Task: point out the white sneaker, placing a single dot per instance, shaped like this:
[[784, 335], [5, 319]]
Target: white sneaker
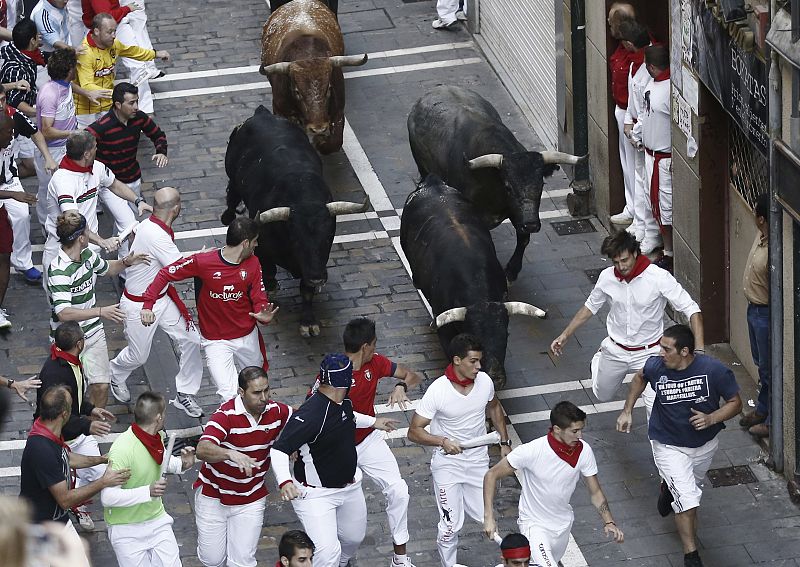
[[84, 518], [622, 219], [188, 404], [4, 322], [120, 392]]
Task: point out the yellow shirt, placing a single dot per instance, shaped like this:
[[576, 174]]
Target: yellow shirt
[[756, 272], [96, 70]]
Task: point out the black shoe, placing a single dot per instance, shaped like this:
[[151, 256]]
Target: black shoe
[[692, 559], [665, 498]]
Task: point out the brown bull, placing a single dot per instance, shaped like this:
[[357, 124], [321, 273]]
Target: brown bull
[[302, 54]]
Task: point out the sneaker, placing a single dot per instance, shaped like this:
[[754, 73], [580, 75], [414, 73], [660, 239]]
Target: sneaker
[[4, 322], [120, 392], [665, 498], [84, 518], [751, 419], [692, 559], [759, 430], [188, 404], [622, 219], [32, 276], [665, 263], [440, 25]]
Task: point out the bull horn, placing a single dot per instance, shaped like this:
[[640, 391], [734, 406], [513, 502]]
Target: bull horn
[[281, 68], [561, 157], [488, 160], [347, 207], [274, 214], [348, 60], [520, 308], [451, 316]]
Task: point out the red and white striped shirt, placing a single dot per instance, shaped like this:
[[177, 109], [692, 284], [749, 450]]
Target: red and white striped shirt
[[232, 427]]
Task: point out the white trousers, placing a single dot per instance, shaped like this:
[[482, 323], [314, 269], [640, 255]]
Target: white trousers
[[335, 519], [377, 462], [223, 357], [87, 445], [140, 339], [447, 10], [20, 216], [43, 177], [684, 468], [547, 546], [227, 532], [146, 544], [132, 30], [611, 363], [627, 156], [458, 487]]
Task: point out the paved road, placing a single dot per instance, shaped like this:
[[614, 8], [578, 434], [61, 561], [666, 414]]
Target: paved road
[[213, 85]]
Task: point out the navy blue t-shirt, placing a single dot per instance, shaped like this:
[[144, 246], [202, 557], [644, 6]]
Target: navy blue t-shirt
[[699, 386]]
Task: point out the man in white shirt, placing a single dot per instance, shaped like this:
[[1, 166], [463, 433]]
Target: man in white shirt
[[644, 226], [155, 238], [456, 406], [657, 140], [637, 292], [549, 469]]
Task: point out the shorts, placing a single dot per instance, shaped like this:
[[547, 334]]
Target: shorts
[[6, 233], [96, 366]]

━━━━━━━━

◆ TASK INSTRUCTIONS
Transcribe exactly, starting at the line with "[[482, 323], [314, 269], [640, 255]]" and continuing through the last line of the data above; leave out all earlier lines.

◆ YOUR RESPONSE
[[482, 323], [314, 269], [640, 255]]
Target: white trousers
[[335, 519], [377, 462], [223, 357], [87, 445], [140, 339], [447, 10], [20, 216], [43, 177], [684, 468], [547, 546], [227, 532], [146, 544], [132, 30], [611, 363], [627, 156], [458, 487]]
Task: point out the paved road, placing a single dot per instance, shaped like this:
[[614, 8], [578, 434], [61, 561], [666, 414]]
Target: paved road
[[213, 85]]
Task: point out the navy blue t-shirt, placing a single dot per instance, shaped like this:
[[144, 246], [202, 557], [644, 6]]
Target: navy blue t-shirt
[[699, 386]]
Task: point out the man in white shirt, placing a single dot per instance, shaped like this:
[[1, 166], [463, 433]]
Target: man in white shirt
[[644, 226], [155, 238], [456, 406], [657, 140], [637, 292], [549, 469]]
Task: point out the shorts, placing a single dot per instance, shaped like this:
[[547, 334]]
Target: shorts
[[6, 233], [96, 366]]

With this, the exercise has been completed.